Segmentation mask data
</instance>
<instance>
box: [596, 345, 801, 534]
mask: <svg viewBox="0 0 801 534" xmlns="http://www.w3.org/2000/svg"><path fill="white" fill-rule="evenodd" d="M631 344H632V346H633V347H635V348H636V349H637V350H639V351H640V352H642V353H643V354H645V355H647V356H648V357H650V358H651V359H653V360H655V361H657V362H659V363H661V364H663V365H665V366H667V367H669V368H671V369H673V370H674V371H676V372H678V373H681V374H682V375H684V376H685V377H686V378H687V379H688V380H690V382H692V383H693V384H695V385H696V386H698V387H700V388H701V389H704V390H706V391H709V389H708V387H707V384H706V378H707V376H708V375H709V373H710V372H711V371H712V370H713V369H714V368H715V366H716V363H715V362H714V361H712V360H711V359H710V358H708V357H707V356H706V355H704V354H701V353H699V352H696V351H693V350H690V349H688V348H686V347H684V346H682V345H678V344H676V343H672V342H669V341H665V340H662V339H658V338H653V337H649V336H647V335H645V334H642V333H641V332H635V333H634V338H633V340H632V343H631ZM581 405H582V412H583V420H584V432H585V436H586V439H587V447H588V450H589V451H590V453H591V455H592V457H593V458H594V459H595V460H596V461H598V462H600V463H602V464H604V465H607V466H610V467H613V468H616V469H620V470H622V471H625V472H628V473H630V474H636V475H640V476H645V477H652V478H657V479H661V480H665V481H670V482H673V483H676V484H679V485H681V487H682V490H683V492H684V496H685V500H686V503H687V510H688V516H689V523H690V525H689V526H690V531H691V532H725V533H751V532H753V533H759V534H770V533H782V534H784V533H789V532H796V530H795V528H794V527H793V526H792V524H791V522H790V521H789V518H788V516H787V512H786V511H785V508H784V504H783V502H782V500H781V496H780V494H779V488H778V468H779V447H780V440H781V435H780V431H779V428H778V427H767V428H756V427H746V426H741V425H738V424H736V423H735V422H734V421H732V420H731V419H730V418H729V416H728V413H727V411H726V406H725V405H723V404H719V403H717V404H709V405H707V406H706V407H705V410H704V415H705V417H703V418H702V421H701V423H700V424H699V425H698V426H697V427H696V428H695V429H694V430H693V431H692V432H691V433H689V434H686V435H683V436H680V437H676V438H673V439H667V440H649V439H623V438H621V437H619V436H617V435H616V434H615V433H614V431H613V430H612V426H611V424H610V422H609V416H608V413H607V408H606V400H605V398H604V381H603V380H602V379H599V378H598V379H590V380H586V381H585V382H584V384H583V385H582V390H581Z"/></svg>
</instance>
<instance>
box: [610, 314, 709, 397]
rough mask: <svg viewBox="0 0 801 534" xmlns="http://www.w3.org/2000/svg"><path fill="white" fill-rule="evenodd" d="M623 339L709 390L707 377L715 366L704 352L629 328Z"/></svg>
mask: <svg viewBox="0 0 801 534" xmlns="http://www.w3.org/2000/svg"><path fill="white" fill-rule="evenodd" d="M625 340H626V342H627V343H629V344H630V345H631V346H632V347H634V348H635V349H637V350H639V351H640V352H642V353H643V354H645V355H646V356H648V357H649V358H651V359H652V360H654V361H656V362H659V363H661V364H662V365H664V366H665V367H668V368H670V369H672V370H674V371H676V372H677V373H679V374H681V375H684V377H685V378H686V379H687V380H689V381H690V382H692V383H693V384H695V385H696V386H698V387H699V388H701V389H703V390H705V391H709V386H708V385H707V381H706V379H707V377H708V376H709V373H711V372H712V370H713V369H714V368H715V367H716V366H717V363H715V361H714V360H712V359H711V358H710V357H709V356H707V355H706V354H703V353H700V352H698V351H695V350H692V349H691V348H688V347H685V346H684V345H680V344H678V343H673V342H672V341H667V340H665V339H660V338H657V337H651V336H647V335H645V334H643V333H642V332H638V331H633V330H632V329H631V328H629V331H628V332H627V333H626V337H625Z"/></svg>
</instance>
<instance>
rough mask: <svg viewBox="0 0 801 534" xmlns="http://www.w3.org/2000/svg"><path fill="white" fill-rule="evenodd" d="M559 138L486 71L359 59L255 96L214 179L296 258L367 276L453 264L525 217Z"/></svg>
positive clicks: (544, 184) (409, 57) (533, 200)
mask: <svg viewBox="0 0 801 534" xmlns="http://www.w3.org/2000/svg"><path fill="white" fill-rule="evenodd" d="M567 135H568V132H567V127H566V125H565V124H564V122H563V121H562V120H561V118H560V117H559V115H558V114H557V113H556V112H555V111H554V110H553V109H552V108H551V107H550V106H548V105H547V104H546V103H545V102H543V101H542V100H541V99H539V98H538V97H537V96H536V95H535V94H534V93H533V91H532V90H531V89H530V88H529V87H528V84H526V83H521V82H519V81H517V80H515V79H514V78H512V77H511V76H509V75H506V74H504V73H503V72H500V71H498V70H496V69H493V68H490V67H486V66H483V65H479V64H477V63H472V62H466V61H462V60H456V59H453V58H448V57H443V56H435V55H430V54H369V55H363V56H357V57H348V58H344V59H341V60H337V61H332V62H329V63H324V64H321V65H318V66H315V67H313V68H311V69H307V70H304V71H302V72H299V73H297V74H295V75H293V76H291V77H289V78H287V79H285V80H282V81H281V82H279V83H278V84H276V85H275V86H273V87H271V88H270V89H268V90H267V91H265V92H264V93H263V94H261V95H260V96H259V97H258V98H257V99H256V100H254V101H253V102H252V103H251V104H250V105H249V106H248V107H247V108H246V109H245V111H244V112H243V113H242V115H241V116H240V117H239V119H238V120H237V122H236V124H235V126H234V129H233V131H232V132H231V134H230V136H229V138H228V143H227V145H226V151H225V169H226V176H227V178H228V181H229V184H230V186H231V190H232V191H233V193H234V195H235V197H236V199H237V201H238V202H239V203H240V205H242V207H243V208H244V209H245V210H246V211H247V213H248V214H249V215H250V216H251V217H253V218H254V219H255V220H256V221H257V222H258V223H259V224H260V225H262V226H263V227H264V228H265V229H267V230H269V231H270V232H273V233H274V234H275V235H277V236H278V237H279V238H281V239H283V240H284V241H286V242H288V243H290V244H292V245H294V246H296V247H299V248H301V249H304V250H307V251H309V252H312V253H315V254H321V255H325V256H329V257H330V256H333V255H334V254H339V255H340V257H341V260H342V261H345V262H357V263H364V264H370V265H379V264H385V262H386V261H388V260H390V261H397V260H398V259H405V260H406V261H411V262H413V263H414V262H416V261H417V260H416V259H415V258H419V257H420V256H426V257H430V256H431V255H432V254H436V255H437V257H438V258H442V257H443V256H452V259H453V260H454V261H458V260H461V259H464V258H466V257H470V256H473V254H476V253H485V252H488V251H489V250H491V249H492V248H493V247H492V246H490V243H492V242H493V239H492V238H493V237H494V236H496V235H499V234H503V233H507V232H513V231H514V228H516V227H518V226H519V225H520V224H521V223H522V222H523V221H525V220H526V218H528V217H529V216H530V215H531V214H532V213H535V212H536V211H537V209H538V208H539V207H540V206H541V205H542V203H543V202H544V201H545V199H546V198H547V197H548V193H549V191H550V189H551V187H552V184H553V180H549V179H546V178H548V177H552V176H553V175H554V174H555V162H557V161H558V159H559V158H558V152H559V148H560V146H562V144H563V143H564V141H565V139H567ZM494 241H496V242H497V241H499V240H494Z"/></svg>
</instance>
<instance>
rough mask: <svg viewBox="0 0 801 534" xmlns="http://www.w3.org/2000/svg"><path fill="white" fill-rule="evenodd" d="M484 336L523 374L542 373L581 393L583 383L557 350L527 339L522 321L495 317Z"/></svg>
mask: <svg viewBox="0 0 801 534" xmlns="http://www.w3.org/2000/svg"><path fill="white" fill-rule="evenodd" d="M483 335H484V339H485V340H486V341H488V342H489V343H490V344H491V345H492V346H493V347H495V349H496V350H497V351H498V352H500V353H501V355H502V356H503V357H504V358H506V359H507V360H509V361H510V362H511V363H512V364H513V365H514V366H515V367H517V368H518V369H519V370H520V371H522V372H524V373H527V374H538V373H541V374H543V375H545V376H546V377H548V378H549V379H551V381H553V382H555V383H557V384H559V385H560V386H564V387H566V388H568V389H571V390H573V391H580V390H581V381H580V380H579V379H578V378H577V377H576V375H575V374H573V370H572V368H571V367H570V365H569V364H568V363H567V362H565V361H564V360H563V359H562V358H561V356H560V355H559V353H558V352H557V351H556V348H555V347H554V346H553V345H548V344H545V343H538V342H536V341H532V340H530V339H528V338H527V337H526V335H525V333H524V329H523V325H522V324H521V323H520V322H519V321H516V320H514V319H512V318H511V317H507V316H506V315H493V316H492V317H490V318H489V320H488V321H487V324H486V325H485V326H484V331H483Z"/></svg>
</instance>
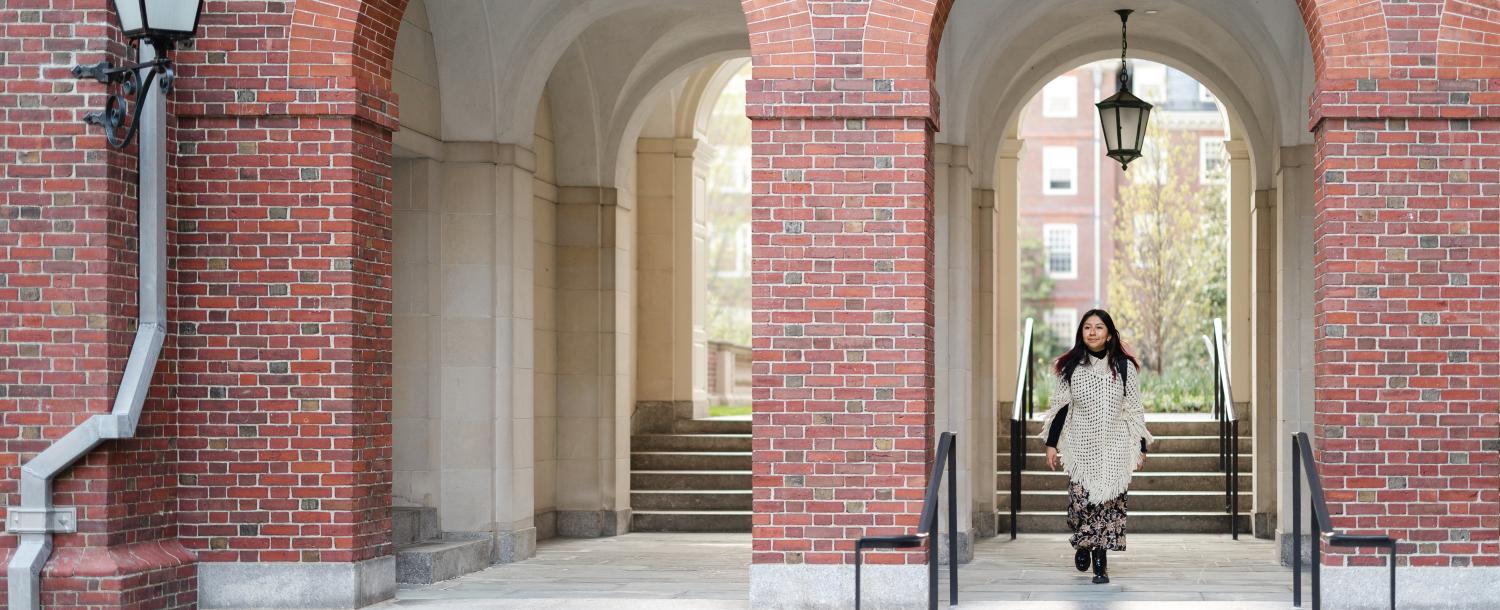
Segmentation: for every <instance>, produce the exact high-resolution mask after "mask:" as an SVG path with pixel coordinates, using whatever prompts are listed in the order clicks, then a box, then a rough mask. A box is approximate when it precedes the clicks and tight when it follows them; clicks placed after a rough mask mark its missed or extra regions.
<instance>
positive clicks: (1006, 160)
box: [986, 138, 1026, 532]
mask: <svg viewBox="0 0 1500 610" xmlns="http://www.w3.org/2000/svg"><path fill="white" fill-rule="evenodd" d="M1025 144H1026V142H1025V141H1022V139H1017V138H1005V139H1004V141H1001V148H999V153H998V154H996V159H995V196H993V199H992V204H993V207H995V211H993V214H992V219H993V220H992V229H990V235H992V240H993V243H995V255H993V256H992V261H993V264H995V271H993V274H992V277H993V282H995V297H993V298H995V300H993V313H992V316H990V319H992V324H993V328H995V342H993V345H995V360H993V363H995V367H993V369H992V370H993V375H995V384H993V385H995V418H993V421H992V423H990V427H989V429H990V430H992V433H995V435H1005V438H1004V439H999V438H998V439H996V442H995V447H996V451H993V453H995V454H999V453H1002V451H1004V453H1005V454H1007V460H1005V463H1004V466H1005V469H1007V471H1008V469H1011V468H1022V466H1019V465H1011V463H1010V457H1008V456H1010V447H1011V445H1010V442H1011V439H1010V430H1011V426H1010V420H1011V415H1013V412H1014V409H1016V385H1017V384H1016V369H1017V366H1019V364H1020V349H1022V345H1020V331H1022V327H1023V325H1025V322H1023V321H1022V319H1020V312H1022V300H1020V190H1019V189H1020V175H1019V172H1020V160H1022V151H1023V150H1025ZM1022 442H1026V441H1025V439H1022ZM990 459H992V460H998V456H992V457H990ZM986 487H987V490H989V492H990V495H989V496H987V498H989V499H990V502H992V504H993V505H995V508H996V510H1001V502H999V499H998V498H996V495H998V492H1010V480H1008V478H1007V483H1005V486H1004V489H1002V486H1001V483H999V481H996V477H989V481H986ZM1005 501H1007V502H1010V496H1008V495H1007V498H1005ZM1005 507H1007V508H1005V510H1007V513H1008V511H1010V508H1008V507H1010V504H1005ZM995 523H996V526H995V528H996V529H995V531H996V532H1001V531H1010V526H1011V523H1010V519H1001V516H999V514H996V516H995Z"/></svg>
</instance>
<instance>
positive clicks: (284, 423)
mask: <svg viewBox="0 0 1500 610" xmlns="http://www.w3.org/2000/svg"><path fill="white" fill-rule="evenodd" d="M303 9H311V10H318V12H320V15H315V16H312V15H309V13H308V10H303ZM402 10H404V1H399V0H393V1H378V3H368V4H366V3H362V1H354V0H347V1H344V3H252V4H229V3H220V1H210V3H207V9H205V13H204V16H202V21H201V28H199V39H198V42H196V45H195V48H190V49H180V51H178V52H177V54H175V55H174V57H175V60H177V75H178V81H177V90H175V91H174V93H172V99H171V102H172V103H171V105H169V118H168V121H169V129H171V130H169V133H168V154H169V160H168V163H169V165H171V166H172V168H174V171H172V172H171V174H169V187H168V190H169V199H168V205H169V210H168V217H169V235H168V241H169V247H168V256H169V268H171V273H169V277H168V280H169V286H168V307H169V313H168V316H169V321H171V325H169V331H171V334H169V336H168V339H166V345H165V349H163V355H162V364H160V366H159V367H157V375H156V379H154V382H153V385H154V388H153V391H151V394H150V399H148V400H147V405H145V414H144V417H142V420H141V426H139V427H138V430H136V433H138V438H136V439H129V441H117V442H108V444H105V445H102V447H101V448H99V450H96V451H95V453H93V454H90V456H89V457H87V459H86V460H84V462H81V463H80V465H78V466H77V468H74V469H72V471H69V472H68V474H66V475H65V477H62V478H60V480H58V483H57V493H55V495H54V502H55V504H58V505H77V507H80V534H75V535H58V537H57V538H55V544H57V552H55V553H54V559H52V561H51V562H49V564H48V571H46V576H45V580H43V600H42V601H43V606H45V607H48V609H74V607H80V609H81V607H90V609H93V607H101V609H102V607H110V609H114V607H190V606H192V604H195V570H193V553H192V552H195V553H196V555H198V559H201V561H359V559H368V558H375V556H381V555H389V535H390V534H389V531H390V525H389V505H390V499H389V496H390V417H389V411H390V403H389V387H390V316H389V315H390V294H389V292H390V235H389V216H390V211H389V199H390V196H389V181H390V130H392V129H393V127H395V124H396V123H395V112H396V108H395V99H393V96H392V94H390V93H389V91H390V69H389V66H390V60H392V57H390V55H392V54H393V49H395V31H396V27H398V24H399V16H401V12H402ZM294 25H297V30H296V31H293V28H294ZM297 51H302V54H299V52H297ZM0 52H3V54H5V58H6V60H5V61H3V63H5V64H3V66H0V225H3V226H0V333H3V340H0V466H3V468H5V478H3V480H0V490H3V493H6V495H7V498H6V504H7V505H13V504H15V502H18V501H20V498H18V495H17V480H18V466H20V465H21V463H24V462H26V460H28V459H30V457H31V456H34V454H36V453H39V451H40V450H42V448H45V447H46V445H48V444H49V442H51V441H52V439H55V438H58V436H62V435H65V433H66V432H69V430H71V429H74V427H75V426H78V424H80V423H81V421H84V420H86V418H87V417H90V415H92V414H99V412H107V411H108V409H110V403H111V400H113V397H114V391H115V390H117V385H118V382H120V375H121V370H123V367H124V358H126V355H127V354H129V342H130V339H132V334H133V318H135V313H136V312H135V298H136V297H135V295H136V280H135V277H136V268H135V258H136V238H135V235H136V226H135V225H136V217H135V201H133V193H135V175H133V168H135V154H133V150H132V151H127V153H118V151H113V150H108V148H107V147H105V142H104V138H102V135H101V132H99V129H98V127H89V126H86V124H84V123H83V121H81V117H83V114H86V112H89V111H93V109H96V108H99V106H102V105H104V97H102V93H104V87H102V85H99V84H95V82H84V81H75V79H72V78H71V76H69V75H68V70H69V69H71V67H72V64H74V63H93V61H98V60H101V58H105V57H108V58H111V60H113V61H114V63H115V64H118V63H121V61H123V60H124V55H126V48H124V45H123V43H121V42H120V40H118V34H117V33H115V25H114V18H113V16H111V12H110V9H108V3H107V1H105V0H98V1H84V3H81V4H80V3H55V1H51V0H21V1H12V3H7V4H6V6H3V7H0ZM314 54H320V55H314ZM341 55H342V57H341ZM0 544H3V547H5V555H6V558H9V553H10V549H12V547H13V544H15V538H13V537H0ZM187 549H192V552H189V550H187Z"/></svg>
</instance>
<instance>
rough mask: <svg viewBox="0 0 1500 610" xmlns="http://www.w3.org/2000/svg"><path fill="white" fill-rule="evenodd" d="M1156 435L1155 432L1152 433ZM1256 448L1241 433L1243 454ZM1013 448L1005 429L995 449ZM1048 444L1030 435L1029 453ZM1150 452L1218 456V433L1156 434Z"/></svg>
mask: <svg viewBox="0 0 1500 610" xmlns="http://www.w3.org/2000/svg"><path fill="white" fill-rule="evenodd" d="M1152 435H1154V436H1155V433H1152ZM1254 448H1256V441H1254V439H1251V438H1250V436H1248V435H1245V433H1241V435H1239V451H1241V453H1242V454H1250V451H1253V450H1254ZM1010 450H1011V433H1010V430H1005V432H1002V433H1001V436H999V438H998V439H996V441H995V451H996V453H999V454H1005V456H1008V454H1010ZM1046 450H1047V445H1046V444H1044V442H1043V439H1040V438H1037V436H1035V435H1031V436H1028V438H1026V451H1028V453H1046ZM1151 453H1206V454H1212V456H1218V435H1217V433H1214V435H1202V436H1197V435H1190V436H1157V439H1155V442H1152V444H1151Z"/></svg>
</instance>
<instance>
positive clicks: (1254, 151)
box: [971, 39, 1277, 187]
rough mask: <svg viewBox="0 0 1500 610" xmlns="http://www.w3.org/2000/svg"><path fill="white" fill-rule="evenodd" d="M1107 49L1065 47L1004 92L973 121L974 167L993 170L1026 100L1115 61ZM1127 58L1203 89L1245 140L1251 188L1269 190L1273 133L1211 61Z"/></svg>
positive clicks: (1235, 87)
mask: <svg viewBox="0 0 1500 610" xmlns="http://www.w3.org/2000/svg"><path fill="white" fill-rule="evenodd" d="M1112 43H1116V42H1115V40H1113V39H1097V40H1080V42H1079V43H1076V45H1070V46H1065V48H1064V49H1062V51H1065V52H1058V54H1055V55H1052V57H1055V58H1049V60H1047V61H1046V63H1043V64H1038V66H1035V69H1038V70H1041V72H1043V73H1044V76H1043V78H1037V79H1032V82H1031V84H1029V85H1028V87H1025V88H1014V90H1013V91H1007V93H1005V96H1004V97H1001V103H996V105H995V111H993V112H990V114H989V115H987V117H984V115H981V117H975V118H974V123H975V124H977V126H978V129H977V130H975V132H974V133H971V138H974V139H972V142H974V144H975V145H977V147H978V148H975V154H977V159H978V162H977V163H975V166H977V168H992V166H993V159H995V154H996V151H998V150H999V148H998V147H999V145H1002V142H1004V139H1005V138H1007V136H1014V129H1016V126H1017V121H1019V118H1020V114H1022V111H1023V108H1025V105H1026V100H1029V99H1031V97H1032V96H1035V94H1037V93H1038V91H1041V88H1043V87H1044V85H1046V84H1047V82H1049V81H1050V79H1052V78H1053V76H1056V75H1061V73H1064V72H1067V70H1068V69H1071V67H1074V66H1079V64H1082V63H1088V61H1094V60H1103V58H1112V57H1116V55H1118V49H1110V48H1109V46H1110V45H1112ZM1133 55H1134V57H1137V58H1145V60H1151V61H1157V63H1163V64H1167V66H1172V67H1175V69H1179V70H1182V72H1185V73H1188V75H1191V76H1193V78H1194V79H1197V81H1199V82H1203V84H1205V85H1208V87H1209V88H1211V90H1212V91H1214V94H1215V96H1218V99H1220V100H1221V102H1223V105H1224V111H1226V115H1227V117H1226V118H1227V121H1229V123H1227V124H1229V127H1230V135H1232V136H1235V138H1244V139H1245V141H1247V142H1248V144H1250V145H1251V166H1253V171H1251V174H1253V175H1254V181H1253V183H1254V184H1259V187H1265V186H1266V184H1268V181H1269V180H1271V175H1272V174H1274V172H1272V171H1269V169H1268V168H1269V166H1271V159H1272V151H1274V150H1275V147H1277V144H1275V133H1277V130H1275V126H1274V124H1265V121H1263V118H1262V117H1259V115H1257V114H1256V112H1254V111H1253V109H1254V108H1256V100H1257V99H1256V97H1253V96H1251V94H1250V93H1247V91H1245V90H1242V88H1241V87H1238V85H1236V81H1235V78H1232V76H1230V75H1229V73H1226V72H1224V70H1223V69H1221V67H1220V66H1217V64H1215V63H1214V61H1211V60H1208V58H1205V57H1202V55H1199V54H1196V52H1193V51H1191V49H1190V48H1187V46H1181V45H1175V43H1160V45H1152V46H1148V45H1137V46H1134V48H1133ZM1184 58H1185V60H1184ZM1271 118H1272V120H1274V118H1275V117H1274V115H1272V117H1271ZM981 183H983V181H981Z"/></svg>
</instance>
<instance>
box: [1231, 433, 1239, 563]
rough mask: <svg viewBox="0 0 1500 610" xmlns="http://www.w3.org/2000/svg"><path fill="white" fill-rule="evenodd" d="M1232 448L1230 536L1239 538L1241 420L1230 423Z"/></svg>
mask: <svg viewBox="0 0 1500 610" xmlns="http://www.w3.org/2000/svg"><path fill="white" fill-rule="evenodd" d="M1230 448H1232V453H1233V456H1235V457H1232V459H1230V468H1233V469H1235V471H1233V472H1235V477H1230V484H1232V486H1233V487H1230V489H1232V490H1233V495H1232V499H1230V507H1232V510H1230V517H1229V519H1230V537H1232V538H1235V540H1239V420H1235V421H1232V423H1230Z"/></svg>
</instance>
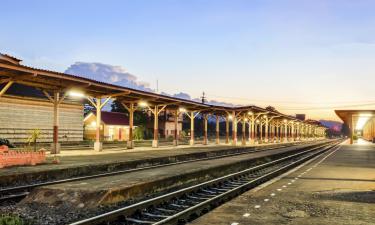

REQUIRED WORK
Begin at the line that has "49L1065 47L1004 92L973" and stop after the line that has "positive clicks: (1235, 87)". Write those lines out again, swapping "rough mask" for "coarse mask" and leaving everything else unchanged.

EXERCISE OUTPUT
coarse mask: <svg viewBox="0 0 1500 610" xmlns="http://www.w3.org/2000/svg"><path fill="white" fill-rule="evenodd" d="M1107 49L1065 47L1004 92L973 121L974 167L993 170L1026 100L1115 61ZM1127 58L1203 89L1245 140L1251 188L1269 190L1273 133L1211 61Z"/></svg>
positive clicks: (1235, 87)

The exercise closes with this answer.